# Set exercise
Reproduce everything in the listing below, from the line containing "each like [680,76]." down to the end of the listing, word for word.

Stored items from a collection

::::::

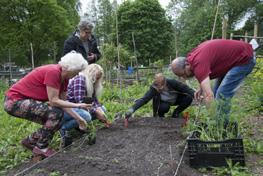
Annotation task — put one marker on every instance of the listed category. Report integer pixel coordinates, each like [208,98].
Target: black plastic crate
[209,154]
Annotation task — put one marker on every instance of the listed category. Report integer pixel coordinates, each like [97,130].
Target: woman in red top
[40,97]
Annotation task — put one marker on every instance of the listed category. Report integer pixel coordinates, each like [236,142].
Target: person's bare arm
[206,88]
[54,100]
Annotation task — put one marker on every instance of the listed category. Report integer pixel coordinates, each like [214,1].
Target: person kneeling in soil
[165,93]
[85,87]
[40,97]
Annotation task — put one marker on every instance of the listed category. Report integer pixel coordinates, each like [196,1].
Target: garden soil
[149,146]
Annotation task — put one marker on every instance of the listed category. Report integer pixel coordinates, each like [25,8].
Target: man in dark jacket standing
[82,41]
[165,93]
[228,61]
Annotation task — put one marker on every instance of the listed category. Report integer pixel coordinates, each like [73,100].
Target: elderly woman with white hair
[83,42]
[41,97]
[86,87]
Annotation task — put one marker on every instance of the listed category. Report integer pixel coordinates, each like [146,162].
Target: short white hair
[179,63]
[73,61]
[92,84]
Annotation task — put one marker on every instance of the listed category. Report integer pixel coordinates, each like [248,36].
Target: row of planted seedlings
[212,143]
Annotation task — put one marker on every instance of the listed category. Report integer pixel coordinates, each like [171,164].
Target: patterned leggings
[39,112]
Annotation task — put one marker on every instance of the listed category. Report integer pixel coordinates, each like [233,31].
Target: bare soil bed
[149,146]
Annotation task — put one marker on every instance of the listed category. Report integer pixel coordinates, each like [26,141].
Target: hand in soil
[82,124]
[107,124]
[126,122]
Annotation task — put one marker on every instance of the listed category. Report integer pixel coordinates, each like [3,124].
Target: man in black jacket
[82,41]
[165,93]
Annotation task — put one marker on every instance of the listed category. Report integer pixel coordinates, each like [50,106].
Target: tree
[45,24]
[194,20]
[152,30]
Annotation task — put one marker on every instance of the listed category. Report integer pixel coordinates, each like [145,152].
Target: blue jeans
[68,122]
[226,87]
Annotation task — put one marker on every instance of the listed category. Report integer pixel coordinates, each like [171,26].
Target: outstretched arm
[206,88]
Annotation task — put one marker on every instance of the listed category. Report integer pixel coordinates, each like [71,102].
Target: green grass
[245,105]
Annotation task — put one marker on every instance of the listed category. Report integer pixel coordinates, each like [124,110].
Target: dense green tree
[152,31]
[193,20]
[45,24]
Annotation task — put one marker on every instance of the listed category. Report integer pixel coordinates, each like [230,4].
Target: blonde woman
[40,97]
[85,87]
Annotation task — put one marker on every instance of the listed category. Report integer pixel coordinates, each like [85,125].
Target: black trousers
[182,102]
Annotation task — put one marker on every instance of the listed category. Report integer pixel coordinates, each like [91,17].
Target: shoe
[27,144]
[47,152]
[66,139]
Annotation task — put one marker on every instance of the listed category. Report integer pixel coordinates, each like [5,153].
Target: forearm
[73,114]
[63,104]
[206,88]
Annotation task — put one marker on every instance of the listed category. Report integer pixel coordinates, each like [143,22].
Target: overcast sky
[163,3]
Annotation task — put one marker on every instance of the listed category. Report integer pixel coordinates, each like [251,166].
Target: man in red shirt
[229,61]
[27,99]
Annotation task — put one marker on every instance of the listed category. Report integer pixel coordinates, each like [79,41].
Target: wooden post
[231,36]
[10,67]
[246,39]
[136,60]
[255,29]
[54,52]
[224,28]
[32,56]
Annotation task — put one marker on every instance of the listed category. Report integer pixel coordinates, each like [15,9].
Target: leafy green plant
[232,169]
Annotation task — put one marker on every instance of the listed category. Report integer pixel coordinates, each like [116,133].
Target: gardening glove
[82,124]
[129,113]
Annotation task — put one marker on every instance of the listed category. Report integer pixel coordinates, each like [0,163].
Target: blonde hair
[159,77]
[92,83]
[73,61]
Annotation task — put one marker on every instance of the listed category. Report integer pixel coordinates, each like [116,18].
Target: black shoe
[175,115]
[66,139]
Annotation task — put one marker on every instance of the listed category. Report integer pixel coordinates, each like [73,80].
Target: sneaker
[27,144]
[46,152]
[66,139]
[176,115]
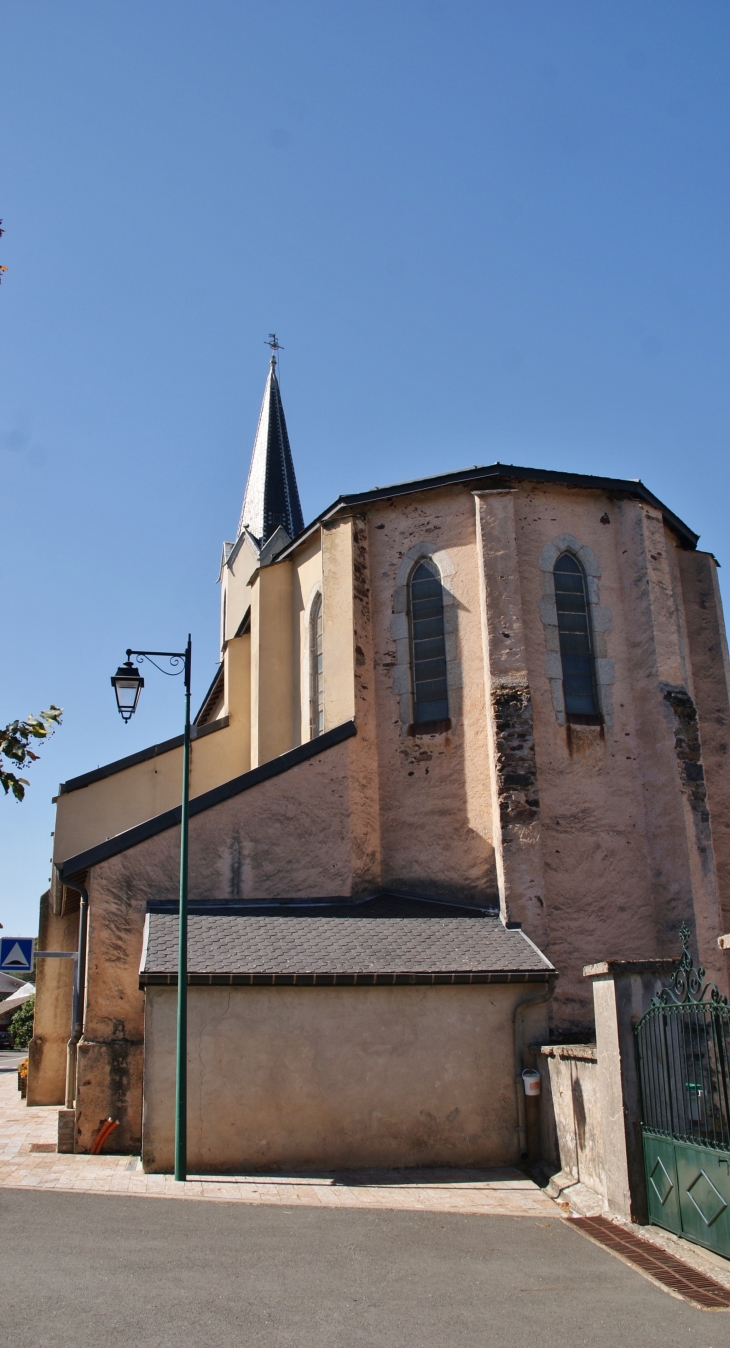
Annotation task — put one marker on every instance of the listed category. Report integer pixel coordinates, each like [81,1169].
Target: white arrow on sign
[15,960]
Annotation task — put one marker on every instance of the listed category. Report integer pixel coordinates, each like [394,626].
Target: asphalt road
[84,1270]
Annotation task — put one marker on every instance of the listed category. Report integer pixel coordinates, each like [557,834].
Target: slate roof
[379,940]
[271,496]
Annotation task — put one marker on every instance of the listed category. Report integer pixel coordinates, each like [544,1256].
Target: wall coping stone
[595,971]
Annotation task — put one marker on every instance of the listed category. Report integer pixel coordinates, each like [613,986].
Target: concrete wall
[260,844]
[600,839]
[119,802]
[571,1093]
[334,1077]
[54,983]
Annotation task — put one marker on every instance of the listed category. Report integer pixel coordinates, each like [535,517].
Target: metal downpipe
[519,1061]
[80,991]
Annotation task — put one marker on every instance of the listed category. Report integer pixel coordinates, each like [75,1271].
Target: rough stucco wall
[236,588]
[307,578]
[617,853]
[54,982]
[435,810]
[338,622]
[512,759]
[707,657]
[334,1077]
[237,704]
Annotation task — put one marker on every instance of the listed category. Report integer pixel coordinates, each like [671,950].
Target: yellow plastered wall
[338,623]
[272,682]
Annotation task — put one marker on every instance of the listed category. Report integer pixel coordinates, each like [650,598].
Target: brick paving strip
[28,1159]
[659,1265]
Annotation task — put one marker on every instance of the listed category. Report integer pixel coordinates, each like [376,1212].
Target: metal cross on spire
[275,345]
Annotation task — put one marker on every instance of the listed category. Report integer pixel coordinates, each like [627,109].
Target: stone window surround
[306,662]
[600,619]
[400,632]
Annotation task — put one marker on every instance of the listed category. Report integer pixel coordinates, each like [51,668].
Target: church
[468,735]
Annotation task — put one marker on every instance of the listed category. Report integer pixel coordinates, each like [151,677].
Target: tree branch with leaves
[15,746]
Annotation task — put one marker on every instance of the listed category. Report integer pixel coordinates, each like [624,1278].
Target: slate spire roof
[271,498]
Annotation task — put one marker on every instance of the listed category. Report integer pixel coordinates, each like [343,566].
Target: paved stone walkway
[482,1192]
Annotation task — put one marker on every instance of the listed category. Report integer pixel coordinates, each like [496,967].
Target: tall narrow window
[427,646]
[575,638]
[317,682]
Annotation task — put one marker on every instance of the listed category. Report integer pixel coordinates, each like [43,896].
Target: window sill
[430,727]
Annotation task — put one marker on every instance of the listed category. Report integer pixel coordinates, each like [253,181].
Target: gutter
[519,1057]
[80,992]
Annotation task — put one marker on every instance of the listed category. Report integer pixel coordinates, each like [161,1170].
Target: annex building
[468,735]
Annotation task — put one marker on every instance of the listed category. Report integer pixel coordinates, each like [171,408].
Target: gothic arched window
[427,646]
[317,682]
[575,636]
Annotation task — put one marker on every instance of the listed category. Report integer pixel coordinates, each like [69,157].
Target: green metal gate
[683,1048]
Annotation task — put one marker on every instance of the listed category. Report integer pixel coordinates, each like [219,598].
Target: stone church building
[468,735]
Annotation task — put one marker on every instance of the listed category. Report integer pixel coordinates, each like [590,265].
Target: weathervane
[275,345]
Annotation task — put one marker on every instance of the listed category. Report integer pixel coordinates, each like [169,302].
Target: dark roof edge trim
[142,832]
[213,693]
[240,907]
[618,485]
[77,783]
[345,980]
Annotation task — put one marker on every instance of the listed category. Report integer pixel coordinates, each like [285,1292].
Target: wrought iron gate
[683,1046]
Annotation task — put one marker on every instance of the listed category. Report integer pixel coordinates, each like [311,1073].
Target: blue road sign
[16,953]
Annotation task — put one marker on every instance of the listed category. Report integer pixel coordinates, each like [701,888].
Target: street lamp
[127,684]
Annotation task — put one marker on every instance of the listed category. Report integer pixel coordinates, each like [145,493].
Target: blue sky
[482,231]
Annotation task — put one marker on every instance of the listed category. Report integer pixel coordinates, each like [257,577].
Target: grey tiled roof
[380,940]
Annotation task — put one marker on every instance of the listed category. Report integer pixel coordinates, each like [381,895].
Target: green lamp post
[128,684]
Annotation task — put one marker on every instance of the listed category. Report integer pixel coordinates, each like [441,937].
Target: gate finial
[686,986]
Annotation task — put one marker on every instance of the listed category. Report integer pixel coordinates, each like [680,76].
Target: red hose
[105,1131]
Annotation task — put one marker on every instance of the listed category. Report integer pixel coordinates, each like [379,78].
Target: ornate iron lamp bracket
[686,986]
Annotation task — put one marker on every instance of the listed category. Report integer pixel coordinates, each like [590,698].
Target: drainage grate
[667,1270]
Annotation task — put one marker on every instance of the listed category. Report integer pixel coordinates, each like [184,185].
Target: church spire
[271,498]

::::::

# Answer for the task
Annotation task — put one marker on every instance of the listed category. Report integer pixel coordinates, each like [680,76].
Target: red hose
[105,1131]
Annotation task — put one marker on every instance of the listed category. Report integer pixel coordinates, each like [379,78].
Target: ornate iron lamp bracket
[686,986]
Annotation task — put one marker on every instance of the listed category. Report integer pixel coordinates, each like [590,698].
Target: drainage grate
[667,1270]
Annotation task — put one marker on every instance of the listed category. Report integer pixel coordinates, each like [184,185].
Target: church spire
[271,498]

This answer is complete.